Text shown >>
# Booked our 1st "real" camping trip



## ssramage (Jul 3, 2017)

Besides one other partial overnight trip in the yard, I booked our first real camping trip for my family. Plan is to be at the Jekyll Island Campground 9/8-9/10. Close enough to home (St. Simons) that my wife and newborn son can still sleep at home and meet us during the day. This will be my 4 year old son's first real camping adventure. Looking forward to it! Wish we could do it sooner, but tent camping and South Ga heat don't mix. Hoping it cools off some by then!


----------



## greg_n_clayton (Jul 3, 2017)

Spring spends the summer up here in the mountains !! The cool air off the creeks and rivers is a bonus !!


----------



## Miguel Cervantes (Jul 3, 2017)

Sounds like a blast. Hope the skeeters aren't too rough on y'all.


----------



## 3ringer (Jul 4, 2017)

Complete the following >>
#1 In the camping trip thread, which campground did ssramage book, and for what dates?
#2 Write the next part of the camping trip thread, starting after its last line.

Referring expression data
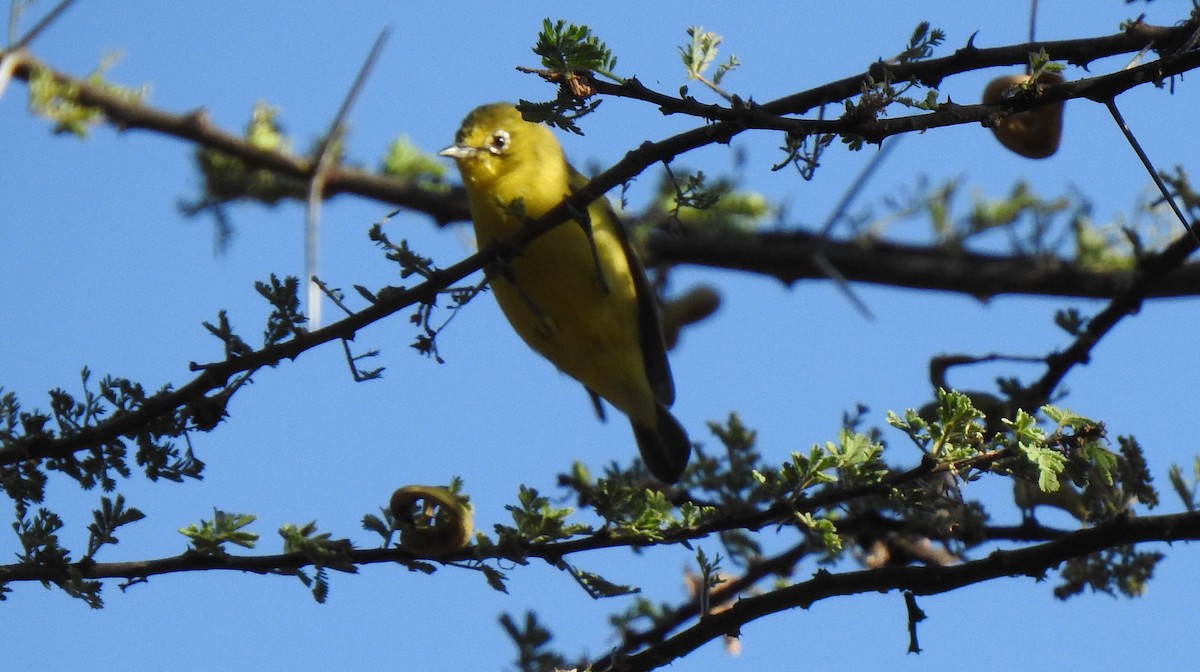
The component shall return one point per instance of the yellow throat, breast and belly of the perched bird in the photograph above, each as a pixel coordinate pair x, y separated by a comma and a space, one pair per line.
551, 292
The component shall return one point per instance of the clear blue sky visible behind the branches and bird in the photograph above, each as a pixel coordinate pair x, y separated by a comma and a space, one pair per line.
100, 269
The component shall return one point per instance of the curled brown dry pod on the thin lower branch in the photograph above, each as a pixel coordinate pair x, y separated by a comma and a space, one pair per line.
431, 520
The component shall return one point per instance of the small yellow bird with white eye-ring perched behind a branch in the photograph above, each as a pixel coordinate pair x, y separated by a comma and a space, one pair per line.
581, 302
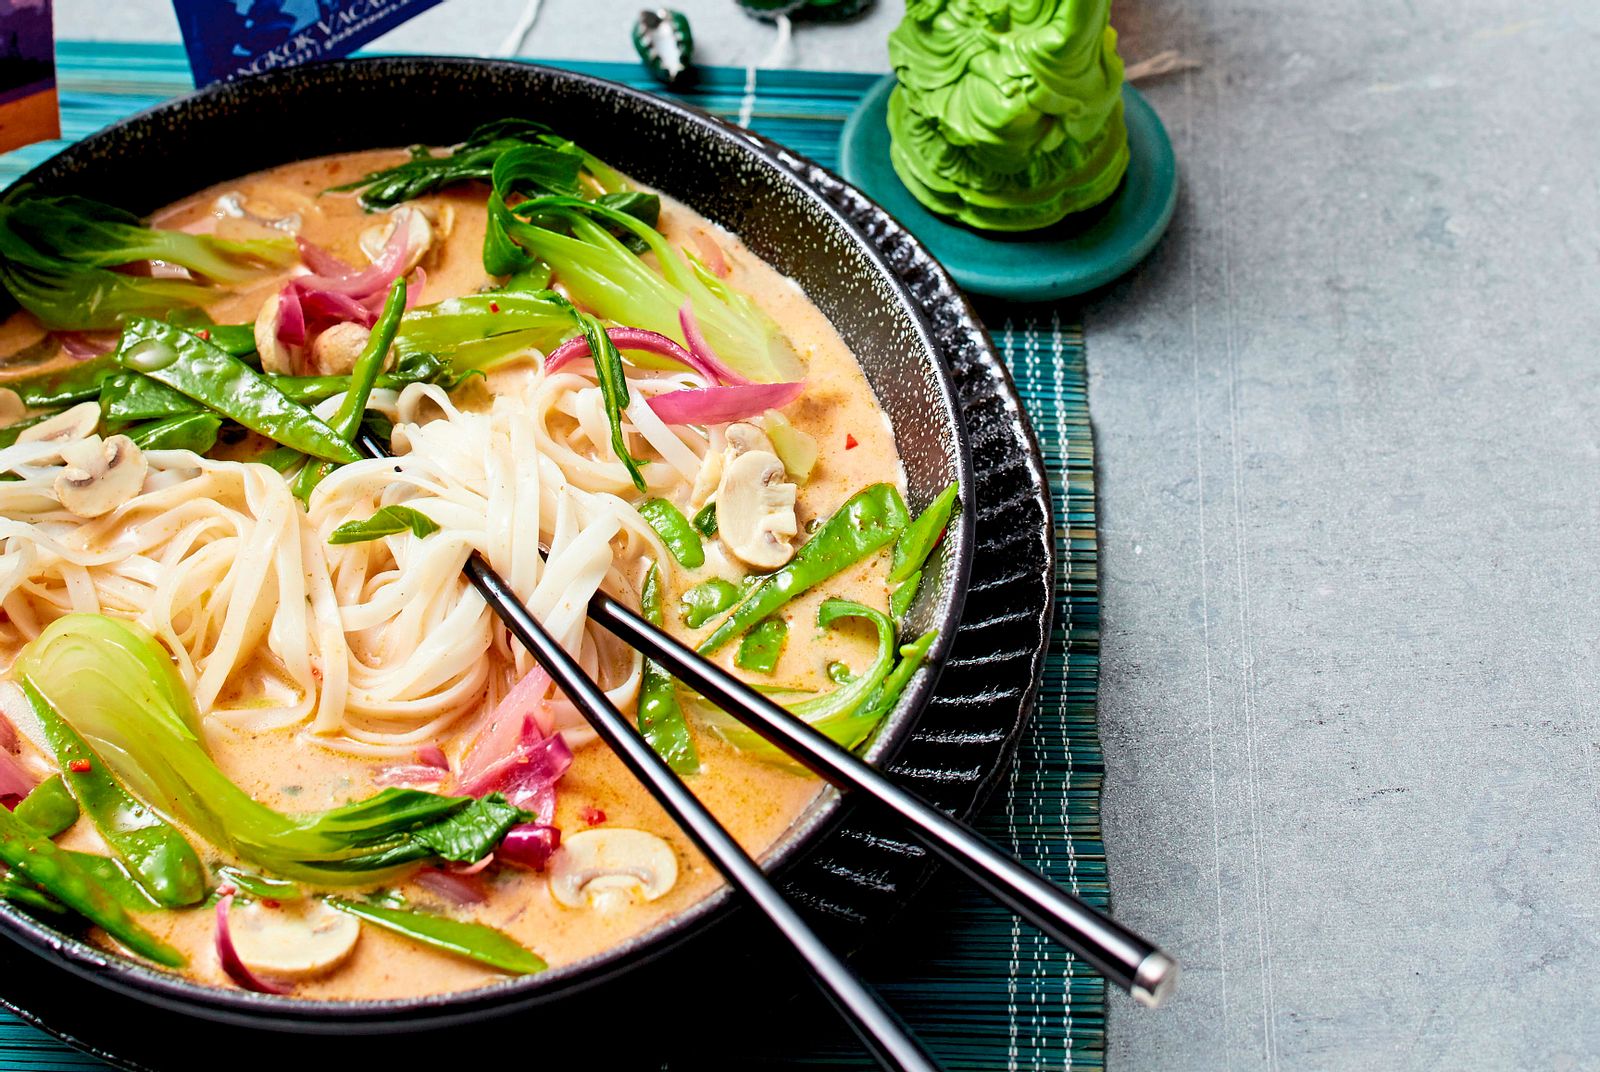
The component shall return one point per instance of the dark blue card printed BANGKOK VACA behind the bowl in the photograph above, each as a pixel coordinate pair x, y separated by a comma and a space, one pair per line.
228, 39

Answers provided >>
#1 Jekyll Island Campground, 9/8-9/10.

#2
You will love it down there. Plenty of places to bike around the marsh. Good fishing and crabbing across the street on the pier. Take a Thermacell for skeeters. Lock up your groceries , the raccoons are smart enough to open a combination lock. Have fun.


----------



## T-N-T (Jul 4, 2017)

If it's still hot, get a small window unit AC.  There is a thread on this page about it.

Have fun


----------



## ssramage (Jul 5, 2017)

Thanks guys! Since we live on St. Simons, we're sort of used to the heat and bugs down here. We go to Jekyll Island quite a bit actually. I wanted somewhere close enough to home so that we didn't have to try to camp with a newborn and a 4 year old.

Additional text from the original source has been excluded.